Count the lines in the entries below that contain the string "snow", treating uppercase and lowercase as different, and reply with the number only.

● **The input**
______________________________
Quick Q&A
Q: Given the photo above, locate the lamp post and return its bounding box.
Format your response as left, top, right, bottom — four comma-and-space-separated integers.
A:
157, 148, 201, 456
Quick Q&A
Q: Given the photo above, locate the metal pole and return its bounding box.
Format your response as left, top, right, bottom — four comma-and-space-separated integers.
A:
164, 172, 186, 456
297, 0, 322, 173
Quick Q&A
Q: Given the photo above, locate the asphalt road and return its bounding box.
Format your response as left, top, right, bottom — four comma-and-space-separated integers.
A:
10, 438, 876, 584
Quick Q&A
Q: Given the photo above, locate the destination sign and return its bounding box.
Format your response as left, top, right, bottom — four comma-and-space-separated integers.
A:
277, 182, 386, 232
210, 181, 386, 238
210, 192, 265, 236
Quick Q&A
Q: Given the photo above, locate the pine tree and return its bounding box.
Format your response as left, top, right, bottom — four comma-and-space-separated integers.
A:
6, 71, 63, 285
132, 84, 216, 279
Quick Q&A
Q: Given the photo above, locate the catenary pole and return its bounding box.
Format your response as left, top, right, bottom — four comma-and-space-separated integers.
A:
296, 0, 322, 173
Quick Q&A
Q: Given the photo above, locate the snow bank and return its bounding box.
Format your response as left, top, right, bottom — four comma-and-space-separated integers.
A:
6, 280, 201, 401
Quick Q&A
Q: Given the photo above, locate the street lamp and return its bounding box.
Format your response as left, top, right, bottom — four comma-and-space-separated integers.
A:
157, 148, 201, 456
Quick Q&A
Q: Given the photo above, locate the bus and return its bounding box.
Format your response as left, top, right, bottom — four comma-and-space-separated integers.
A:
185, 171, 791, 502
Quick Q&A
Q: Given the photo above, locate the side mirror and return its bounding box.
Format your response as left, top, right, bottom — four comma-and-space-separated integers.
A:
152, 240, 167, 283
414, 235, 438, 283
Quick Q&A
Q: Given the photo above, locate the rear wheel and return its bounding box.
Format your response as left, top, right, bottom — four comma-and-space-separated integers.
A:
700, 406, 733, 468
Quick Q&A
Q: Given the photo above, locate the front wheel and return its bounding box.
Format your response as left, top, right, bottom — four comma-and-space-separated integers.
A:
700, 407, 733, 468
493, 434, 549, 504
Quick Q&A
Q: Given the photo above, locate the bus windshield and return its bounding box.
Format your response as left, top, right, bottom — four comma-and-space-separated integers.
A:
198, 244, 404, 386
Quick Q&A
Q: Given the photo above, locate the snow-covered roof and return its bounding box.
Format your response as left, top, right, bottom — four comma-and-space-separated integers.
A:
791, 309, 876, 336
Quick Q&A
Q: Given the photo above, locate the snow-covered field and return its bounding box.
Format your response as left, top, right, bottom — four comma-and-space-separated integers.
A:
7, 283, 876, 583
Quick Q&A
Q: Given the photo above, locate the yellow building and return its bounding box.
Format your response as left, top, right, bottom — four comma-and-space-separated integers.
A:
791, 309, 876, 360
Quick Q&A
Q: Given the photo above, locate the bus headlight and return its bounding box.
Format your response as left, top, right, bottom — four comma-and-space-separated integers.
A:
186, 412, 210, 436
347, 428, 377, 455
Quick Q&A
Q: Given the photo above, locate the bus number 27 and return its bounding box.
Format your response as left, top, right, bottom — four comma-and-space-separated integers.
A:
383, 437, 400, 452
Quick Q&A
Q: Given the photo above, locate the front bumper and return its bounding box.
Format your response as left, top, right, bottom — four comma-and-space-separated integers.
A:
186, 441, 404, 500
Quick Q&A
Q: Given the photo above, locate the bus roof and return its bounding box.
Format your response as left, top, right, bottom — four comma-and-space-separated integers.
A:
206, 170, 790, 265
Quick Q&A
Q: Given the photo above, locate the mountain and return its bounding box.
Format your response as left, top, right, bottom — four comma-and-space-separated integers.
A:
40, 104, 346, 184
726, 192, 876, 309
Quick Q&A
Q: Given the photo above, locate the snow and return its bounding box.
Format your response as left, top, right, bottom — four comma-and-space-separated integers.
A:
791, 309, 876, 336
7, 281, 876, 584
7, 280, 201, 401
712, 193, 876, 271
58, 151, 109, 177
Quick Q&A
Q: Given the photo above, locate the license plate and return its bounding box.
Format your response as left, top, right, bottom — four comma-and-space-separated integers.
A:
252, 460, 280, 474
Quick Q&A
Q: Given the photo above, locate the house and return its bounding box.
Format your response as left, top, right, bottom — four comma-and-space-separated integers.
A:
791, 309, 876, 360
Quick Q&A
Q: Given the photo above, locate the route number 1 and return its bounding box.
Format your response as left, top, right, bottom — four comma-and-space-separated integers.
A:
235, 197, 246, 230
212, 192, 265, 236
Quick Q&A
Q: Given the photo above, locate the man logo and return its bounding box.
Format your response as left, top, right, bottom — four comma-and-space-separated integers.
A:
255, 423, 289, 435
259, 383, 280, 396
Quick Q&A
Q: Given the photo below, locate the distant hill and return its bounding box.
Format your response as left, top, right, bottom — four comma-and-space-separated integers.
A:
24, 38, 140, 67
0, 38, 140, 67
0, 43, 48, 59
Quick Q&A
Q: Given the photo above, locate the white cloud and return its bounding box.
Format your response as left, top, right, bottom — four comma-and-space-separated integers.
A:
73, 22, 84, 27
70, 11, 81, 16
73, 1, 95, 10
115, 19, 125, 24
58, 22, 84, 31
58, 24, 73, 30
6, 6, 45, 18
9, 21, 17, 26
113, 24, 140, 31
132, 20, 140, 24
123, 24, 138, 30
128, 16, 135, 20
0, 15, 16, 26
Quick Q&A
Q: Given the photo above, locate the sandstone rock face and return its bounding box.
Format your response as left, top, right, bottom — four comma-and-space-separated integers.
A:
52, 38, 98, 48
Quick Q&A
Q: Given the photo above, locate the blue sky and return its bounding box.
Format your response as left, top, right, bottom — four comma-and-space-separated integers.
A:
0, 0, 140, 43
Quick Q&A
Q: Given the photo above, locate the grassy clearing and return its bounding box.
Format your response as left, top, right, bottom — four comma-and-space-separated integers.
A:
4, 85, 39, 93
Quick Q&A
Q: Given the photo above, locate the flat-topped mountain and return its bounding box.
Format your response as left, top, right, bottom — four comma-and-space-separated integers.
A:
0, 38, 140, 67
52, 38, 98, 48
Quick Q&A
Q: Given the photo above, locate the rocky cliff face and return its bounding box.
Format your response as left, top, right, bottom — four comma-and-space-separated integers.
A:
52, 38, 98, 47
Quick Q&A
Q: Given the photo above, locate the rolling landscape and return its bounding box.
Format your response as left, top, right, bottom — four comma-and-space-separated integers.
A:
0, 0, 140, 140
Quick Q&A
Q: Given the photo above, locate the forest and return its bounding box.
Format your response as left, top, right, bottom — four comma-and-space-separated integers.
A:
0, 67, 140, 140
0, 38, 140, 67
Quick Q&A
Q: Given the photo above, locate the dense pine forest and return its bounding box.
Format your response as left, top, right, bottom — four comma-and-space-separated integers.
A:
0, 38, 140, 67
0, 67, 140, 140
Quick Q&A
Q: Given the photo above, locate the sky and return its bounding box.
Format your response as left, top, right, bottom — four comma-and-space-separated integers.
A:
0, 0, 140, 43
______________________________
● **Written response**
4